INFORMATION SUPPLIED:

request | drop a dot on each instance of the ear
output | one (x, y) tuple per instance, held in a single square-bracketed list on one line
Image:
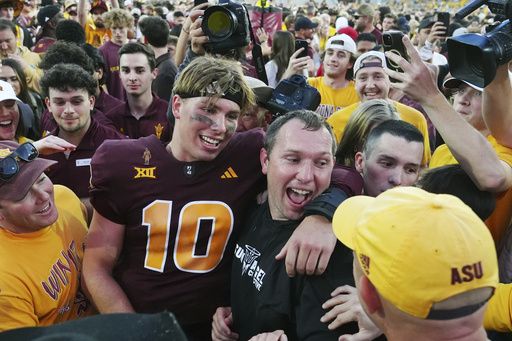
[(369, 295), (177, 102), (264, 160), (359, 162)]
* * *
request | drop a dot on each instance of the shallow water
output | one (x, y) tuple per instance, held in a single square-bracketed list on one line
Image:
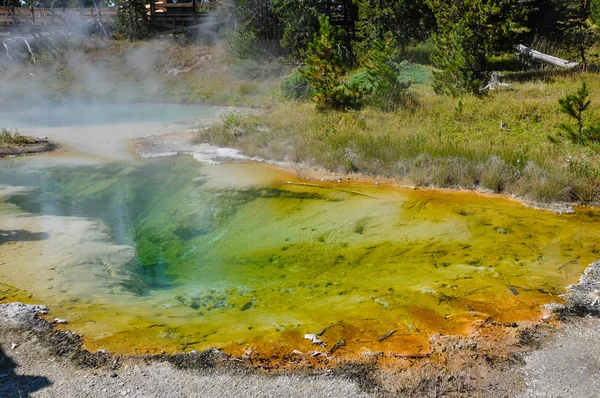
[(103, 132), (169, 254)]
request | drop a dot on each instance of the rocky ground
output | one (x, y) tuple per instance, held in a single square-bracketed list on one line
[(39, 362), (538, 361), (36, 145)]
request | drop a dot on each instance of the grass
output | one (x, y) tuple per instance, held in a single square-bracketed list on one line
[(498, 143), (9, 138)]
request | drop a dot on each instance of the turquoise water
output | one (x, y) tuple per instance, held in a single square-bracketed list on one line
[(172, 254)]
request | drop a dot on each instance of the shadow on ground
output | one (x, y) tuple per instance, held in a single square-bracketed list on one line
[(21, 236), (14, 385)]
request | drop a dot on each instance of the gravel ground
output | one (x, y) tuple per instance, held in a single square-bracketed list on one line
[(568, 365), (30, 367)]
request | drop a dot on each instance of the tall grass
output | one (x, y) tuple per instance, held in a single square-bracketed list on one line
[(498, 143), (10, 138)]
---
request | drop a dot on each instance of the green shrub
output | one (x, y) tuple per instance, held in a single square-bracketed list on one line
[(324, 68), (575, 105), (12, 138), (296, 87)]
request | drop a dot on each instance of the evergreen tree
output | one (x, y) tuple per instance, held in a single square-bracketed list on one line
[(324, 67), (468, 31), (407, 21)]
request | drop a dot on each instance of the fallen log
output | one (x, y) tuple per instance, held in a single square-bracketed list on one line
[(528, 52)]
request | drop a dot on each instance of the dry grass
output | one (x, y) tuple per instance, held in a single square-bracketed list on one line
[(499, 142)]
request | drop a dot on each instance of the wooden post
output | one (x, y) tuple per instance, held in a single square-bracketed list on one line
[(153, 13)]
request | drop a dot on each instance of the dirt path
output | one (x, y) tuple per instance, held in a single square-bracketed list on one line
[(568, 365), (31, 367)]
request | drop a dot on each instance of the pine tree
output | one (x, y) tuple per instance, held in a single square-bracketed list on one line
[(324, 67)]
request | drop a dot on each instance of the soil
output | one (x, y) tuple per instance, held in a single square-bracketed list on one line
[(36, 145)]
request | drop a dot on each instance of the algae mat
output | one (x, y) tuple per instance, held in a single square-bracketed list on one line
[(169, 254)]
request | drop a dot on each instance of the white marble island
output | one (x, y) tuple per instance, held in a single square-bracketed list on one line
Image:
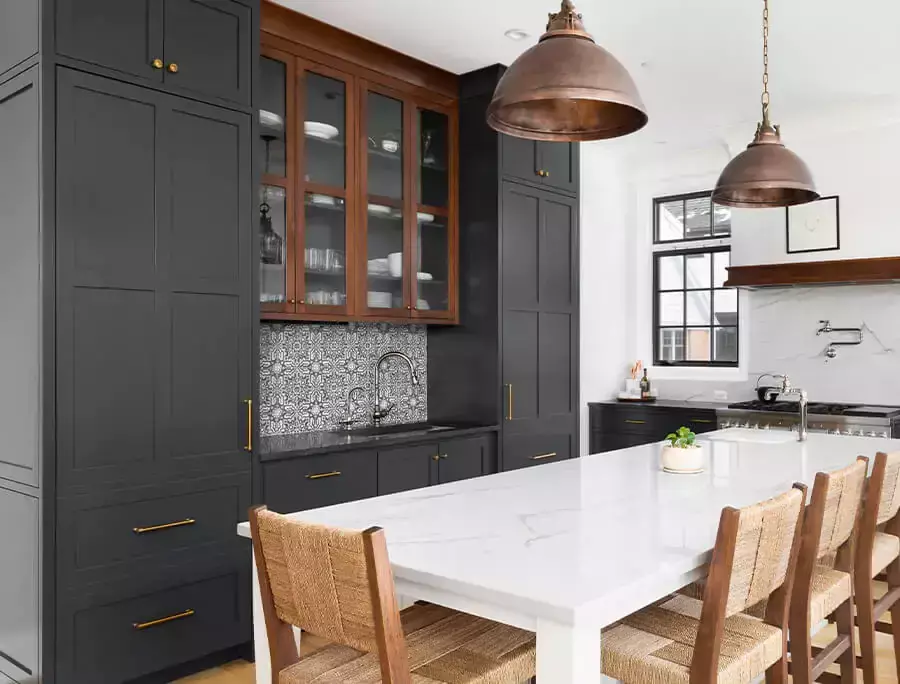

TASK REQUIREMENTS: Reproduce only the lines above spanning from the line containing "request | drop a dot on each instance of the soil" through the line containing "request | drop a dot on each instance of the algae", word for word.

TASK RESPONSE:
request | drop a dot on each instance of the soil
output | one (x, y) tuple per instance, held in a single square-bracketed list on one line
[(36, 145)]
request | drop a dot on each instance of the algae mat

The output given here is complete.